• _SHORT PROBLEM_
Copy the inclined-plane problem from "Three blocks are" to "between $m_2$ and $m_3$.", inclusive, and swap "smooth" for "frictionless".

Question

Three blocks are placed on a smooth inclined plane with force acting on $m_1$ parallel to the inclined plane. Find the contact force between $m_2$ and $m_3$.

• A. $\frac{(m_1+m_2+m_3)F}{m_3}$
• B. $\frac{m_{3}F}{m_1+m_2+m_3}$
• C. $F-(m_1+m_2)g$
• D. None of these

Answer 1

The correct option is B $\frac{m_{3}F}{m_1+m_2+m_3}$

Analysing the motion of $(m_1+m_2+m_3)$ as a system,
Acceleration of the system, $a=\frac{\text{Net pushing force}}{\text{Total mass}}$
$=\frac{F-(m_1+m_2+m_3)g\sin \theta }{m_1+m_2+m_3}--\left(i\right)$

Let $N$ be the contact force between blocks $m_2$ and $m_3$.
Drawing FBD of $m_3$ and analysing its motion,

Using the above figure, we can write
$N-m_{3}g\sin \theta =m_{3}a--\left(ii\right)$

Using equation (i) in (ii), we get
$N=m_{3}gsin\theta +m_3\left[\frac{F-(m_1+m_2+m_3)g\sin \theta }{m_1+m_2+m_3}\right]$
$⟹N=\frac{m_{3}F}{m_1+m_2+m_3}$

Dataset rows
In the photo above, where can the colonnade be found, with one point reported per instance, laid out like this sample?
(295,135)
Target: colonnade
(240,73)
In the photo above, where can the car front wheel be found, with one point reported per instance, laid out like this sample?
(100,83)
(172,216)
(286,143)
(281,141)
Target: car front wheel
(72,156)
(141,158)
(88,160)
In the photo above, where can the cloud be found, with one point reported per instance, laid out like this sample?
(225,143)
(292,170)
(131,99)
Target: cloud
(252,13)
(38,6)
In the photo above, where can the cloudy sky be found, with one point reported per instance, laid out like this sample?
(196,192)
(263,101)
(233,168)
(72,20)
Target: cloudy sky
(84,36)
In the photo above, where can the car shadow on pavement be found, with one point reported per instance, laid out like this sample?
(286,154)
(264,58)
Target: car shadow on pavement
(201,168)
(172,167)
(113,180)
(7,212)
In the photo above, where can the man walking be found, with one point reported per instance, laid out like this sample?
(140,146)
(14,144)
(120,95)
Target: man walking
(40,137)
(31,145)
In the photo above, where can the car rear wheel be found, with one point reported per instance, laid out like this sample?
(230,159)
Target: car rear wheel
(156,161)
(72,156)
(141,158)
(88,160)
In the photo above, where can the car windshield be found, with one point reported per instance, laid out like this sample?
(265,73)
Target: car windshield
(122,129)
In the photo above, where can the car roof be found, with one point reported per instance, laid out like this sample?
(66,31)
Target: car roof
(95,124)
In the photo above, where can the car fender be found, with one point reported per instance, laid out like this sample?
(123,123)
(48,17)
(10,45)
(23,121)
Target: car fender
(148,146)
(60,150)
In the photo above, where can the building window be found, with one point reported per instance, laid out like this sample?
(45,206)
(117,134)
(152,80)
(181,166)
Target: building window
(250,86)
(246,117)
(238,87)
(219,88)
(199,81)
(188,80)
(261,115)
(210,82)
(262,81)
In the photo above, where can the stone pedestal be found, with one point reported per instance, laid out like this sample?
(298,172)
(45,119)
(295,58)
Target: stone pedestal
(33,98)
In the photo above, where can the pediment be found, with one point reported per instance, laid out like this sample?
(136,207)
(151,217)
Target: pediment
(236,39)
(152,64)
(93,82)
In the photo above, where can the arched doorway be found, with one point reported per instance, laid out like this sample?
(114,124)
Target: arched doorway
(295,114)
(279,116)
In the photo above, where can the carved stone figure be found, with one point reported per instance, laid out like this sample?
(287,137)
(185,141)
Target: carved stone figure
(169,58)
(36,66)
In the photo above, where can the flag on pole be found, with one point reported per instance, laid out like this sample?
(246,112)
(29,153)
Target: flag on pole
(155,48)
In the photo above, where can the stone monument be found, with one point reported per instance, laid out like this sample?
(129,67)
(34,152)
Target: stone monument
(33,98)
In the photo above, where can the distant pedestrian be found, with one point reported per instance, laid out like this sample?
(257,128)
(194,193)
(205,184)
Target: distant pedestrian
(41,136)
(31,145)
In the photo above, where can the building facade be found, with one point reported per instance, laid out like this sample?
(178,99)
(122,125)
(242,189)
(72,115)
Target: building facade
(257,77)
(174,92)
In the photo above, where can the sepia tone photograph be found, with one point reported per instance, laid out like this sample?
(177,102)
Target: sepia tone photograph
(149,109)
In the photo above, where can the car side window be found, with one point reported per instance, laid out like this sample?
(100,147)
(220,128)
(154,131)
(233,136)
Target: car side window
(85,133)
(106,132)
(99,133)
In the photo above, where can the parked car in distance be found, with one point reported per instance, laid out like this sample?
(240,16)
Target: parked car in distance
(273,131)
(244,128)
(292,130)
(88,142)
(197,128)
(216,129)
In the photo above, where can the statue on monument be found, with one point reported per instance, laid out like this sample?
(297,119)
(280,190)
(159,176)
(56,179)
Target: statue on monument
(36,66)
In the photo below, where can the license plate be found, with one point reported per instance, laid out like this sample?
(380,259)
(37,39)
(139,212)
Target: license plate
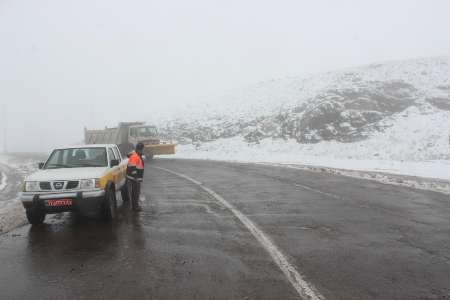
(59,202)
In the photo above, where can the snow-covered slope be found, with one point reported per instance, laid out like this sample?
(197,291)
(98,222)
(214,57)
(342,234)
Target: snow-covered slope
(396,112)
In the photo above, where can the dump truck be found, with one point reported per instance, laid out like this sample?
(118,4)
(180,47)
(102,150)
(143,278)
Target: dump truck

• _FINAL RESULT_
Three blocks are placed on a frictionless inclined plane with force acting on $m_1$ parallel to the inclined plane. Find the contact force between $m_2$ and $m_3$.